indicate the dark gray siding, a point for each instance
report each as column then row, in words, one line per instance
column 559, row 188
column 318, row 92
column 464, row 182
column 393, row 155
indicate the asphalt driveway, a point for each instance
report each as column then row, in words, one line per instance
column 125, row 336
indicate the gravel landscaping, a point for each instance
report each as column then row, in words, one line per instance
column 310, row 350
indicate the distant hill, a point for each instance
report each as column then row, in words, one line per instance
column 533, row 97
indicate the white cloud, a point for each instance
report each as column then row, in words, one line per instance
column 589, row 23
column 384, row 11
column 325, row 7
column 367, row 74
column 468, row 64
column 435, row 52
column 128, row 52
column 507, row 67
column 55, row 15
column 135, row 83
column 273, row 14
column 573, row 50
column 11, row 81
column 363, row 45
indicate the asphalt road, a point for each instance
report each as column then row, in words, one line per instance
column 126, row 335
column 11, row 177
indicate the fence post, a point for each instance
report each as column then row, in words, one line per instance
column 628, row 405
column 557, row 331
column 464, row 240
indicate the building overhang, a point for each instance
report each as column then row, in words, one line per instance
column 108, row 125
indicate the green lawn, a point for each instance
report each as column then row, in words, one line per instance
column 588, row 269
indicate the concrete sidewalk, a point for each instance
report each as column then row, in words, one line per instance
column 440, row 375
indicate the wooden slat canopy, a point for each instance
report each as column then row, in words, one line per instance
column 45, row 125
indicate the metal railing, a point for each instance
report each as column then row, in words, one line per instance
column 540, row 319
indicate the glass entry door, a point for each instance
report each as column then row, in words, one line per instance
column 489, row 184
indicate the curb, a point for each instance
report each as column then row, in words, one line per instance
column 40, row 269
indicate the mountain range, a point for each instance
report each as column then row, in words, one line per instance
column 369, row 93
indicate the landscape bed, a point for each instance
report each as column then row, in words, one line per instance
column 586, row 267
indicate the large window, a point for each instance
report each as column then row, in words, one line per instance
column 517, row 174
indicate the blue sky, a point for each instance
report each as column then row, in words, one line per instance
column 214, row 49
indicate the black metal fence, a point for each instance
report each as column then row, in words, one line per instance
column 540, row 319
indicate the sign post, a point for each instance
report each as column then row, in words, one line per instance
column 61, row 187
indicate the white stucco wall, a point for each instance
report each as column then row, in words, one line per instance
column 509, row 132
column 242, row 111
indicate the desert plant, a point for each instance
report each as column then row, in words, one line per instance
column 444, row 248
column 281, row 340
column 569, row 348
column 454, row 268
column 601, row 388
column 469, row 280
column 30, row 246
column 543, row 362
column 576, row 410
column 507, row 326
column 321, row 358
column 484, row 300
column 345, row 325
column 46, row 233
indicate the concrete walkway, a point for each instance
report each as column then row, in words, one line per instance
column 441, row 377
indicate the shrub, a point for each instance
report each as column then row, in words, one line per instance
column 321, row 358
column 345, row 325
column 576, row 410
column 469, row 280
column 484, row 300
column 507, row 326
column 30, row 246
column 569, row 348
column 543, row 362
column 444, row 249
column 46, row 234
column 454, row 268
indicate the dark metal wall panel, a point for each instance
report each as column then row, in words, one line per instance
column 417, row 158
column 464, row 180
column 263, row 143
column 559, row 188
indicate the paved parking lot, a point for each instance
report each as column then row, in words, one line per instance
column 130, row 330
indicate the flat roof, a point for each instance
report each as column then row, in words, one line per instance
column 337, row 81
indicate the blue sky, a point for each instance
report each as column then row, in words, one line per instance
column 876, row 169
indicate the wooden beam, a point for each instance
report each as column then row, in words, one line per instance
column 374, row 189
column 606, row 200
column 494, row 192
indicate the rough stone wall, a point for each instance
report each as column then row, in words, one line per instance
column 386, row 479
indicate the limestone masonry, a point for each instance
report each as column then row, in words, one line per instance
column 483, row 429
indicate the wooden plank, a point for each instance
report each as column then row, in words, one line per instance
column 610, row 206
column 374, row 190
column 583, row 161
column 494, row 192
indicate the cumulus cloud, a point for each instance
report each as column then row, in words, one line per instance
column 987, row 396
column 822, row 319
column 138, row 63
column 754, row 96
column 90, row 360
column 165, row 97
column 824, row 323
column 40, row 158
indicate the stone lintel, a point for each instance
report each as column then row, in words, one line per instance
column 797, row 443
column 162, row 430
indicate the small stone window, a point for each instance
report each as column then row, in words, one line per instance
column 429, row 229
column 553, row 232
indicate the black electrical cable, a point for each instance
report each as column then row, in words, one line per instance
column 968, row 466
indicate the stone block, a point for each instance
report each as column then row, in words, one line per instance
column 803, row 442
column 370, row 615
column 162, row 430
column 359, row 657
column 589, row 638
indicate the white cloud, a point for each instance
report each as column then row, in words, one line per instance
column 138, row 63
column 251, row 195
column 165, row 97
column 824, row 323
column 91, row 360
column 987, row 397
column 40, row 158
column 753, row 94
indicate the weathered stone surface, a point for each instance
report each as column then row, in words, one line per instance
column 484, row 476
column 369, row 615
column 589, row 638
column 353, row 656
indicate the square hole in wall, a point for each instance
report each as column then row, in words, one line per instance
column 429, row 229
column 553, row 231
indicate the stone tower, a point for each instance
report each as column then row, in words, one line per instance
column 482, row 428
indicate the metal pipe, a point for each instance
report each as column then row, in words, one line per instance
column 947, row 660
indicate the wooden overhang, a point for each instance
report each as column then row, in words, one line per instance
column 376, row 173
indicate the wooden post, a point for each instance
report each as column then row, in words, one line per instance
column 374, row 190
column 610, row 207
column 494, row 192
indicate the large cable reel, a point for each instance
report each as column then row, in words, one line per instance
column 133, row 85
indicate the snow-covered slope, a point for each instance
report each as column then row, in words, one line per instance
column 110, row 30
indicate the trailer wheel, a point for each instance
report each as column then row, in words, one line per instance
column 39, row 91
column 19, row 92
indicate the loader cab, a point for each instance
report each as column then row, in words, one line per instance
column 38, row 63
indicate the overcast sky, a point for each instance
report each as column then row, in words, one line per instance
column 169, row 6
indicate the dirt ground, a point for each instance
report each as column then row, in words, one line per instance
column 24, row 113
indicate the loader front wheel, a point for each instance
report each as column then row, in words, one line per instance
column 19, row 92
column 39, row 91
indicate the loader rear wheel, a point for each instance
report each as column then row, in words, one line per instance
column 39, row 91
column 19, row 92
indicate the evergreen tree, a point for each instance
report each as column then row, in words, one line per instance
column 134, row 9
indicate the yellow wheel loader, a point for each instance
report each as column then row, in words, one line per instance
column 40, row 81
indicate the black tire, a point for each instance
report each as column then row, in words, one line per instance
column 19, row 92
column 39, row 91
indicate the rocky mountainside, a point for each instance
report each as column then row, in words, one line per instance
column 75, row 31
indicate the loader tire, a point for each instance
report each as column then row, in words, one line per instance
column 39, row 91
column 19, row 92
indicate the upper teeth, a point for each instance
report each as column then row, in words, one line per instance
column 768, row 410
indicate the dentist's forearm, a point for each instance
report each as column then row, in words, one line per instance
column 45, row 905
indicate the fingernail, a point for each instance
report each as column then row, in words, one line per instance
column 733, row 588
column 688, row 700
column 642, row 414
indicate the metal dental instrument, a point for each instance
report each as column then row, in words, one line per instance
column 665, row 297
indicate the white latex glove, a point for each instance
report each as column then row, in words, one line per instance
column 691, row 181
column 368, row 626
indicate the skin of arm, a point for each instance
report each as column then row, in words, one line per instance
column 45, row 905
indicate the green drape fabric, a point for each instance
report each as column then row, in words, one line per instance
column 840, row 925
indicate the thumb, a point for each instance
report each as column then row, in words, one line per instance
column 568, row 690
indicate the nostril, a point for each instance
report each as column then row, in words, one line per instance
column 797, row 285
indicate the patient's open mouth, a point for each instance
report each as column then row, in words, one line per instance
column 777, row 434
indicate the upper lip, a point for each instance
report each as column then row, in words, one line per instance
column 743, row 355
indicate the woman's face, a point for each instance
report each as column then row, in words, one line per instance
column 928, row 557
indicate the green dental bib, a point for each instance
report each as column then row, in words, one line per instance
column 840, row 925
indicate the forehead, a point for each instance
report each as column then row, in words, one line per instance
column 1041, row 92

THE PROBLEM.
Across the preceding records, count the lines with the word "dark" in them and give that figure alone.

SOLUTION TO THIS PROBLEM.
2